Lines of data:
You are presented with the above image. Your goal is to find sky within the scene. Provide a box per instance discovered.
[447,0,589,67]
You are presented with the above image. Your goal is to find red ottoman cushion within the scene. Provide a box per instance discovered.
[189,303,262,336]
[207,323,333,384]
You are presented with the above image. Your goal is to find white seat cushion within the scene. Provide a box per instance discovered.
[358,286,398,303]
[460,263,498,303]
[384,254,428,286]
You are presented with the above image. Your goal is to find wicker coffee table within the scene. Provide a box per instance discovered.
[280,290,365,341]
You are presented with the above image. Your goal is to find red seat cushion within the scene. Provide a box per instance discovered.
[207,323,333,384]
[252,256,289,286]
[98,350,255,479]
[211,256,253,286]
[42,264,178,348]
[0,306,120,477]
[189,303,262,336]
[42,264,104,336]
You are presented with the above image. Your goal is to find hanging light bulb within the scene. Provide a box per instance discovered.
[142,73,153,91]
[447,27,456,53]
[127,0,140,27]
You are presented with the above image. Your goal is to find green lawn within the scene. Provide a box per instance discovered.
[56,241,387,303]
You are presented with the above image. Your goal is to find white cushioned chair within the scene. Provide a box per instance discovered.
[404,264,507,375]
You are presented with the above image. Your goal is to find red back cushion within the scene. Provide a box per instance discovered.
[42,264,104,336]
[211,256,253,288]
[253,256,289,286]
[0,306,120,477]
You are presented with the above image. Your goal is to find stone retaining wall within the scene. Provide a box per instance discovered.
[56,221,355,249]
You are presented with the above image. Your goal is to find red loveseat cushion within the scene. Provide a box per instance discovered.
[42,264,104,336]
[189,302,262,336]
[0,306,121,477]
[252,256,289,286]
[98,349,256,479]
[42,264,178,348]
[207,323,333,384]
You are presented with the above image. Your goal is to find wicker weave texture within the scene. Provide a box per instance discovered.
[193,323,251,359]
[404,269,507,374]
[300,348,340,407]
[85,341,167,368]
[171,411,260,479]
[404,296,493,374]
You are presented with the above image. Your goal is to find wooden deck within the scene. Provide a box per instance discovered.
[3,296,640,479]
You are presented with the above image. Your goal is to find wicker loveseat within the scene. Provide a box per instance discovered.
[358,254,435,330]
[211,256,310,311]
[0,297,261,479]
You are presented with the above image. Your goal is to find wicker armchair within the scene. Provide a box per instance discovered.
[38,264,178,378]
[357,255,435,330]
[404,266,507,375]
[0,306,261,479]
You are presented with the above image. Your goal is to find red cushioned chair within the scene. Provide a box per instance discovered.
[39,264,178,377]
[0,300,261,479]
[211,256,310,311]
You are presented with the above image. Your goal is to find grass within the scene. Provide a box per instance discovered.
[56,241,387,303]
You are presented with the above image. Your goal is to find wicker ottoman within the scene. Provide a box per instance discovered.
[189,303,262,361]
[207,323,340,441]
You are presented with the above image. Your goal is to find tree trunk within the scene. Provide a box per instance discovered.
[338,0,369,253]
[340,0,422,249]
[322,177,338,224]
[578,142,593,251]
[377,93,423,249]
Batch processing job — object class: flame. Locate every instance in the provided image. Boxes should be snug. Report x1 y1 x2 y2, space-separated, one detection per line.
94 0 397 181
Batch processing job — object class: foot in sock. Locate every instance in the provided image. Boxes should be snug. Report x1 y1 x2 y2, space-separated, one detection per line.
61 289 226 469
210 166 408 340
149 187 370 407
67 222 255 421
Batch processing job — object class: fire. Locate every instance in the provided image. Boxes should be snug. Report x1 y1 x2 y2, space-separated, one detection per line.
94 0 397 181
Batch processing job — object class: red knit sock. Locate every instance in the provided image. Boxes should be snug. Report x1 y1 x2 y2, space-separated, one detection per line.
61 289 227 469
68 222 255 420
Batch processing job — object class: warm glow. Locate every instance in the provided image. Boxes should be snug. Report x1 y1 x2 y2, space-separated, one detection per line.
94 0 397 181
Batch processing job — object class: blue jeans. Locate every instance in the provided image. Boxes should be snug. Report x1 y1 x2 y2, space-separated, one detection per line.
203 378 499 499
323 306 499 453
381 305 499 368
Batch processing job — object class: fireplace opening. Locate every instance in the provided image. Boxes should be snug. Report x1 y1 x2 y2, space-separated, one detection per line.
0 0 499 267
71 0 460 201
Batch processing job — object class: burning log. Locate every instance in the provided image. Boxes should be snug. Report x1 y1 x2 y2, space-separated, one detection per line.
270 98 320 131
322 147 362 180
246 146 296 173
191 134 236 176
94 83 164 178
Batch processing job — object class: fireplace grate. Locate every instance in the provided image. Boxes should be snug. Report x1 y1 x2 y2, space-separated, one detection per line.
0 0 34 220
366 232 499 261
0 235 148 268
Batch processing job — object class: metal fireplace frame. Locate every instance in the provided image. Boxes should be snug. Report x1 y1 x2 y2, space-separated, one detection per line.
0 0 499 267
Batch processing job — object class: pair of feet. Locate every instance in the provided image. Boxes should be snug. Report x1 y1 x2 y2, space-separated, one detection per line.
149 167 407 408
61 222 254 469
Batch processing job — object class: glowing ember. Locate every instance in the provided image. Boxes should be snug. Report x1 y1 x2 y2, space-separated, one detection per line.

* [Set problem]: Render each non-blank line of the items above as a string in a JSON list, one string per line.

* [Result for this task]:
[
  "You are presented with the above image. Your goal is to find sky within the scene. Provide a box per instance discovered.",
  "[447,0,589,67]",
  "You are presented with the above image. Your goal is to find red ottoman cushion within the scene. Provide a box per instance discovered.",
  "[189,303,262,336]",
  "[207,323,333,384]",
  "You are presented with the above image. Your goal is to find white seat cushion within the scene. Provide a box per instance discovered.",
  "[358,286,398,303]",
  "[460,263,498,303]",
  "[384,254,428,286]",
  "You are presented with the above image. Your goal is to find wicker coffee table within the scene. Provide a box per instance discovered.",
  "[280,290,365,341]",
  "You are presented with the above image. Your goal is to find red seat cushion within the scene. Provide a box per instance discovered.",
  "[207,323,333,384]",
  "[252,256,289,286]",
  "[98,350,255,479]",
  "[211,256,253,286]",
  "[42,264,178,348]",
  "[0,306,120,477]",
  "[189,303,262,336]",
  "[42,264,104,336]",
  "You are presented with the above image. Your goal is to find hanging light bulb within the scene. Provide a box per instance discovered.",
  "[142,73,153,91]",
  "[447,27,456,53]",
  "[127,0,140,27]",
  "You are presented with the above image. Your goal is to find green lawn within the scene. Provide a box per instance discovered.",
  "[56,241,387,303]",
  "You are presented with the above image. Your goal is to find white cushioned chair within the scene. Provide a box per instance discovered.",
  "[404,264,507,375]",
  "You are presented with the above image. Your goal is to find red back cushion within the scene. Provide a box per instance discovered.",
  "[42,264,104,336]",
  "[211,256,253,288]",
  "[253,256,289,286]",
  "[0,306,120,477]",
  "You are presented with the above image. Your goal is to find stone retaining wall within the scene. Provide a box per instance discovered.",
  "[56,221,355,249]",
  "You are presented with the above image. Your goal is to find red loveseat cushion within the scene. Provide a box per instance discovered.",
  "[42,264,104,336]",
  "[189,302,262,336]",
  "[0,306,121,477]",
  "[252,256,289,286]",
  "[98,349,256,479]",
  "[42,264,178,348]",
  "[207,323,333,384]",
  "You are presented with the above image. Your goal is to find wicker weave texture within the scene. Provide a box per instance discovered.",
  "[193,323,251,359]",
  "[404,269,507,374]",
  "[300,348,340,407]",
  "[85,341,167,368]",
  "[171,411,260,479]",
  "[404,296,493,374]",
  "You are presented with the above image. Your goal is to find wooden deck within the scene. Provide a box per instance discovered.",
  "[3,296,640,479]",
  "You are presented with the above image. Your goal is to find wicker loveseat within the scene. Provide a box per instance discovered.",
  "[358,254,435,330]",
  "[211,256,310,311]",
  "[0,297,261,479]",
  "You are presented with the above image. Your goal is to find wicker armchair within the scene. Provide a box per instance discovered.",
  "[38,264,178,378]",
  "[357,255,435,330]",
  "[404,266,507,375]",
  "[0,306,261,479]",
  "You are presented with the above image. Your goal is to find red cushioned chair within the scene. Provide a box per instance discovered.",
  "[39,264,178,377]",
  "[0,300,261,479]",
  "[211,256,310,311]",
  "You are presented with the above image. Your goal is to find grass within the scene. Provide a box per instance discovered.",
  "[56,241,387,303]",
  "You are presented with the above image. Your goal is to find wicker ottoman within the scene. Provide a box per instance discovered.",
  "[189,303,262,361]",
  "[207,323,340,441]",
  "You are presented with the above image. Your goal is to find tree trunk within the scene. Provide a box per instance discovered.",
  "[338,0,369,253]",
  "[340,0,422,249]",
  "[322,177,338,224]",
  "[578,142,593,251]",
  "[377,93,423,249]",
  "Batch processing job — object class: flame. Locate every instance in the provided image. Boxes should be snug. Report x1 y1 x2 y2, space-separated, one detection per line.",
  "94 0 397 181",
  "Batch processing job — object class: foot in sock. Locate every instance in the provided image. Boxes should be snug. Report x1 y1 x2 y2, space-separated, one detection per line.",
  "61 289 226 469",
  "210 166 408 340",
  "149 187 370 407",
  "67 222 255 421",
  "Batch processing job — object class: fire. Locate every instance in the provided image. Boxes should be snug. Report x1 y1 x2 y2, space-separated, one detection per line.",
  "94 0 397 181",
  "Batch processing job — object class: red knit sock. Locate every instance in the provided image. Boxes should be snug. Report x1 y1 x2 y2, space-separated, one detection per line.",
  "61 289 227 469",
  "68 222 255 420",
  "Batch processing job — object class: warm glow. Locate every instance in the provided image. Boxes should be snug. Report x1 y1 x2 y2, space-separated, one detection per line.",
  "94 0 397 181",
  "Batch processing job — object class: blue jeans. Locate every instance in the provided image. Boxes should be snug. Report x1 y1 x2 y2, space-separated, one detection per line.",
  "203 378 499 499",
  "323 306 499 453",
  "381 305 499 368",
  "Batch processing job — object class: fireplace opening. Locate every instance in the provided image. Boxes should be snug. Report x1 y1 x2 y2, space-separated, one detection per line.",
  "0 0 499 267",
  "71 0 460 201",
  "Batch processing job — object class: burning log. Locate every instance in the provided image. Boxes should be snug. Report x1 y1 x2 y2, space-separated, one detection per line.",
  "270 98 320 131",
  "322 147 362 180",
  "246 146 296 173",
  "191 134 236 176",
  "94 83 164 178",
  "Batch processing job — object class: fireplace grate. Locate every instance in the provided image. Boxes should be snug. Report x1 y1 x2 y2, space-separated, one detection per line.",
  "0 0 34 220",
  "366 232 499 261",
  "0 235 148 268",
  "Batch processing job — object class: metal fireplace frame. Locate every instance in the provided image. Boxes should be snug. Report x1 y1 x2 y2, space-separated, one detection per line.",
  "0 0 499 267",
  "Batch processing job — object class: pair of feet. Locate every instance in the provided image. Boxes should be snug. Report x1 y1 x2 y2, space-separated, one detection per line.",
  "149 167 407 408",
  "61 222 254 469",
  "Batch processing job — object class: glowing ember. Locate every instance in the provided image. Boxes should be snug. Report x1 y1 x2 y2, space-separated, one detection per line."
]